§ **УСЛОВИЕ ЗАДАНИЯ**
Продолжите воспоминания о любительских спектаклях и театральном училище, начав сразу после их последнего предложения.

§ **ОТРЫВОК ТЕКСТА**
Отец любил театр, и потому у нас в доме часто устраивались любительские спектакли.
Я с братом учредили домашний кружок из сестер, братьев, товарищей и знакомых.
Пришлось начать с одноактных пьес и водевилей.
Потом мы переиграли много опереток и водевилей с пением.
У меня открылся голос, и я лет 10 учился пению у Ф. П. Комиссаржевского, мечтая об оперной карьере. Но это не удалось… Параллельно с нашими домашними спектаклями я участвовал тоже в домашнем кружке известного оперного мецената Саввы Ивановича Мамонтова.
Знакомство с художниками (В. Д. Поленов, Репин, Суриков, Серов, Коровин и пр.) и, главное, с самим С. И. Мамонтовым произвело на меня как артиста большое впечатление.
В то время считалось неприличным слишком близко подходить к театру, и потому, сгорая любовью к театру, желая учиться драматическому искусству, мне пришлось потихоньку от всей родни (но не от отца с матерью) поступить в театральное училище. Ловко лавируя между конторским делом, которым я уже был занят тогда, и школьными обязанностями, мне пришлось поневоле запускать последние. Скоро выяснилось, что совмещение конторы с школой невозможно. Я вышел из театрального училища, сохранив благодарные воспоминания о Гликерии Николаевне Федотовой, с которой поддерживал знакомство, перешедшее теперь в долголетнюю дружбу.

§ **ИСХОДНЫЕ ДАННЫЕ**
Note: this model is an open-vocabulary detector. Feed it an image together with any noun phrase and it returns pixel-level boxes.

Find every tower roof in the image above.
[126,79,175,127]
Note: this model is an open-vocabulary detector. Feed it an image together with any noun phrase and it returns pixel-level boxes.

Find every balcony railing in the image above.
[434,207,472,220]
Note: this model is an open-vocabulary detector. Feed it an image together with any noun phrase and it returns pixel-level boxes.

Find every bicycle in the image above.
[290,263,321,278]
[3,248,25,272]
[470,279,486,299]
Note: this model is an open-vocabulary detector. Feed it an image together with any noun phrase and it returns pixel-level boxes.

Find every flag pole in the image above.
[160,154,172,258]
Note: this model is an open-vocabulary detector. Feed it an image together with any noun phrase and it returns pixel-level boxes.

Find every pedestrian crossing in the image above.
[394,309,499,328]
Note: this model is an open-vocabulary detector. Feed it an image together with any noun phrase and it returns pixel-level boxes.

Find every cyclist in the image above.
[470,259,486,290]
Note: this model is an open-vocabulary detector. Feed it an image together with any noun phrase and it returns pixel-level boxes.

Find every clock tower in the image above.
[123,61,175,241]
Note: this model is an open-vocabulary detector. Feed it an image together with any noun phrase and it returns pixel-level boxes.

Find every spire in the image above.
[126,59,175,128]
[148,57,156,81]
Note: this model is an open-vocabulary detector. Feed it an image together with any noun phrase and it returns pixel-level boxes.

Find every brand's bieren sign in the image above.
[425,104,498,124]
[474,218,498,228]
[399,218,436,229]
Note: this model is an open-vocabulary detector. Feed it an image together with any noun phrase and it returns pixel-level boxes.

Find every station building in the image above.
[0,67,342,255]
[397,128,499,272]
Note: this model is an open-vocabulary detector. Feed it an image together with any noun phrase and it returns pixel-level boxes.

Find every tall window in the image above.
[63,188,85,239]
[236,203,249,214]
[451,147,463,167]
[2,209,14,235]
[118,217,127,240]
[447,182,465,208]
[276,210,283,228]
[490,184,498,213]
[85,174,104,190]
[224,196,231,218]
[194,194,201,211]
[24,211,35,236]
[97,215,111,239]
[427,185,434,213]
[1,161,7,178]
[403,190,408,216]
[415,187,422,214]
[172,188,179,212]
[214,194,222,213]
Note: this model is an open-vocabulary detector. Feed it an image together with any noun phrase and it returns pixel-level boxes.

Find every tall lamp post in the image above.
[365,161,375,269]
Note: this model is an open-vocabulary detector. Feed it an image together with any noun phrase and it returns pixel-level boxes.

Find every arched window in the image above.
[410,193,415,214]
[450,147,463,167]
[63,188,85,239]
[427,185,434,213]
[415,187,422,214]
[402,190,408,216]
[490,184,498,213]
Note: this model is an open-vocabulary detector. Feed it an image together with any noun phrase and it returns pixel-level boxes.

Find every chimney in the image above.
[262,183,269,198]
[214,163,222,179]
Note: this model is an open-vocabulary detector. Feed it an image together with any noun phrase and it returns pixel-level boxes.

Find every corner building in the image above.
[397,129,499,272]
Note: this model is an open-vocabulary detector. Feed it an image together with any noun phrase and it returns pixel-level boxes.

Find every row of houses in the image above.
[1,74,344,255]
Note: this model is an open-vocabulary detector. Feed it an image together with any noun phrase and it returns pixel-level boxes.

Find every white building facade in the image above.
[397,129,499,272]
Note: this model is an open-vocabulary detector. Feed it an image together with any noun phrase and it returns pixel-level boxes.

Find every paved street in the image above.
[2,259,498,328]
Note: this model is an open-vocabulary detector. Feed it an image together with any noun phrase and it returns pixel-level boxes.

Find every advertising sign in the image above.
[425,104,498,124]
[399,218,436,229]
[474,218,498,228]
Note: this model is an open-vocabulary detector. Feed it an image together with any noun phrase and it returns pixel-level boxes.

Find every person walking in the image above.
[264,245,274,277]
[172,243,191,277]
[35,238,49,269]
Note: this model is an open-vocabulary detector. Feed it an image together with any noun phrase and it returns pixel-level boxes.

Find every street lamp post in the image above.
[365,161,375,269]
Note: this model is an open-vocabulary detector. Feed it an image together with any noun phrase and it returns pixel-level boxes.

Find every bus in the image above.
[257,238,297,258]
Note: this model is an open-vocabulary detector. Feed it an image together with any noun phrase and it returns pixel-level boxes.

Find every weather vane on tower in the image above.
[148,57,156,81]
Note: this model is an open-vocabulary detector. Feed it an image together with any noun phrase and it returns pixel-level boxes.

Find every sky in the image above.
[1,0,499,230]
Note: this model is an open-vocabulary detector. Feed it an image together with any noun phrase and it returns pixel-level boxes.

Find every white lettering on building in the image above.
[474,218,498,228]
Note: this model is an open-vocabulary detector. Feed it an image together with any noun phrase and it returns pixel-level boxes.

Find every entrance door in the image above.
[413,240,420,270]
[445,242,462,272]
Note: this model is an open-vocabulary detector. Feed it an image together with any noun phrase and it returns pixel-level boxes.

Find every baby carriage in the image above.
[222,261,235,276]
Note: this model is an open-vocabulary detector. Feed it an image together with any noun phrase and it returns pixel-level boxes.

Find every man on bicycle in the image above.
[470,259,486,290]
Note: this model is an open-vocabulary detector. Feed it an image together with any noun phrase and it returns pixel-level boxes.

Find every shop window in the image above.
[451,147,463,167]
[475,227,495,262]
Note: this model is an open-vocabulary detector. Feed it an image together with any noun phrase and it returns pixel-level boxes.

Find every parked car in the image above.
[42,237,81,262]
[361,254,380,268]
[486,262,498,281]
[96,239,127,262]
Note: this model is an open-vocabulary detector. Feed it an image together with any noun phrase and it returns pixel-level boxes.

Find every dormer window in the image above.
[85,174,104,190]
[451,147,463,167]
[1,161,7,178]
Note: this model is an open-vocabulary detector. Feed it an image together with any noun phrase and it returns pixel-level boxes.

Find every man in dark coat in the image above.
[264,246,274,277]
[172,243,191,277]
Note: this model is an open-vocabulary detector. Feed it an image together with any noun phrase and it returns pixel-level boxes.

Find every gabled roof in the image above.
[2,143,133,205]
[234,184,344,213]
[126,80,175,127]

---

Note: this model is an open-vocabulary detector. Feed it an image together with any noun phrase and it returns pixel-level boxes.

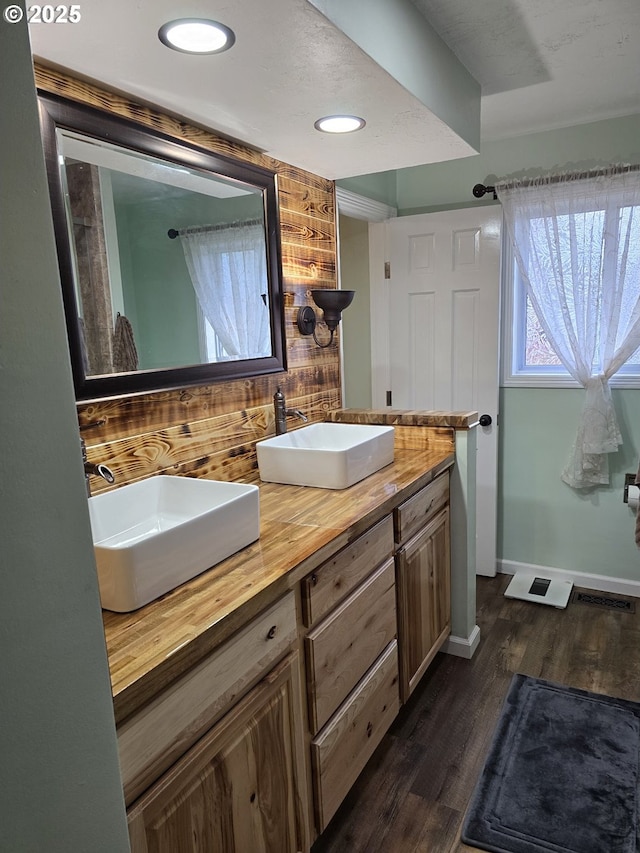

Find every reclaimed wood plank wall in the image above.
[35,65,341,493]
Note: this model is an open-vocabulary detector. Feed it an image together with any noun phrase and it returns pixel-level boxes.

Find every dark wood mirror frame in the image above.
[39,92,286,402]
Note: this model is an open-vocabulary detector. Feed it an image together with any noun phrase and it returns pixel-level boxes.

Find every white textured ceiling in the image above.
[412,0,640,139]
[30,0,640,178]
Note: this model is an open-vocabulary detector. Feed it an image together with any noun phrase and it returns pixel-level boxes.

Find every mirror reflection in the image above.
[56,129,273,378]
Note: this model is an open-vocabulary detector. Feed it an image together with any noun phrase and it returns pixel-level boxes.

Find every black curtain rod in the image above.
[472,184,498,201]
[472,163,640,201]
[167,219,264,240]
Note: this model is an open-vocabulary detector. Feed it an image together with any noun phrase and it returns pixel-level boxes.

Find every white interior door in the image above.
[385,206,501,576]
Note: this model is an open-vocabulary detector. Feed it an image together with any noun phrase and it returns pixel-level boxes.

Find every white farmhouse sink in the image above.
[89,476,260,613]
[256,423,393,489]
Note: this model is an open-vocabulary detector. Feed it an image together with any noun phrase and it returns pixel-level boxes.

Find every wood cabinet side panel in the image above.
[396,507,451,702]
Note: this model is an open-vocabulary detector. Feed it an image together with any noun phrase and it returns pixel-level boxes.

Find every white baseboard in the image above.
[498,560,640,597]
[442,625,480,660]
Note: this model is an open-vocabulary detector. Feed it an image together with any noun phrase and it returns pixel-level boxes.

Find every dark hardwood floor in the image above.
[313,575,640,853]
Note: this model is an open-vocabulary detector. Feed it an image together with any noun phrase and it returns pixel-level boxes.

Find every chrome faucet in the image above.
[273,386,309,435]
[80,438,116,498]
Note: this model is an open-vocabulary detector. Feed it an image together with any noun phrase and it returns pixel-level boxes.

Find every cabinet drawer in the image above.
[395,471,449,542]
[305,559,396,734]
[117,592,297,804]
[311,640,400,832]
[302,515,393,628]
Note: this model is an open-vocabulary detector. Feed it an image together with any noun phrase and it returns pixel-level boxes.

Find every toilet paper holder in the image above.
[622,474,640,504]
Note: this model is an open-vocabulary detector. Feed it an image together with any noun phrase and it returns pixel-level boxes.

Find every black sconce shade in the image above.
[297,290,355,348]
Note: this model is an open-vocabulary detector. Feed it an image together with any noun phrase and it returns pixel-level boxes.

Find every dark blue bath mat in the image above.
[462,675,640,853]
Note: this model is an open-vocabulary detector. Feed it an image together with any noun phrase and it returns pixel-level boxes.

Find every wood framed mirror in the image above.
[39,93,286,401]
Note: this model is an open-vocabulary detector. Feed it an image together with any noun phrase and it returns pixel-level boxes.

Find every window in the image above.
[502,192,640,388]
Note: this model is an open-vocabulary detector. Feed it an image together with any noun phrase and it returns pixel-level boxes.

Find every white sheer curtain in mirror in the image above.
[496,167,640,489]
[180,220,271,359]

...

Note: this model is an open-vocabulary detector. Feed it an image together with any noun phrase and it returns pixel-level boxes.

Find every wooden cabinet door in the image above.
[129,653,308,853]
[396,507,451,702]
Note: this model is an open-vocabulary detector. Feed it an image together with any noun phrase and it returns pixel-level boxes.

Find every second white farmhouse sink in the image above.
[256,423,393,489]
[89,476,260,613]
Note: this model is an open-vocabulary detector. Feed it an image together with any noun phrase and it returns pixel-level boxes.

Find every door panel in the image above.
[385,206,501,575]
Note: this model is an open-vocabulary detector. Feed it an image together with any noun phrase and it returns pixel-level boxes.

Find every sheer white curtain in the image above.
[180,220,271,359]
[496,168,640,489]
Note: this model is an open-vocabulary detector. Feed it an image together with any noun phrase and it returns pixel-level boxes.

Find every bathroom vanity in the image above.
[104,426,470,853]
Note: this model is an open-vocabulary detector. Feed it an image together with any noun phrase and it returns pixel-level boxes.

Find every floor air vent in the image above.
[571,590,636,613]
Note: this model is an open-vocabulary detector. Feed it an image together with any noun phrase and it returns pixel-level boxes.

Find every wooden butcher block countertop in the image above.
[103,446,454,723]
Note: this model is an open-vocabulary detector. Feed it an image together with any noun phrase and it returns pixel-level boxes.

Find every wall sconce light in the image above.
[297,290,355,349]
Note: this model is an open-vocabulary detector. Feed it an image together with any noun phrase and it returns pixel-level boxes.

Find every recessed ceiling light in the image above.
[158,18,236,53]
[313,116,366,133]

§ **ОТВЕТ К ЗАДАНИЮ**
К этому времени относится мое знакомство с покойной артисткой Малого театра Надеждой Михайловной Медведевой, и с Александром Филипповичем Федотовым (старик), и гр. Ф. Л. Соллогубом. Все эти лица, среди которых я вращался, имели на меня большое влияние. Ф. П. Комиссаржевский и А. Ф. Федотов задумали вместе со мной учредить художественный клуб (без карт), с драматическими, оперными спектаклями любителей и со школой. Задумали сборища художников по одним дням недели, сборища артистов всех театров — в другие дни, сборища музыкантов — в третьи дни.
Было нанято большое помещение (Тверская, д. Гинцбурга), где прежде помещался театр Бренко.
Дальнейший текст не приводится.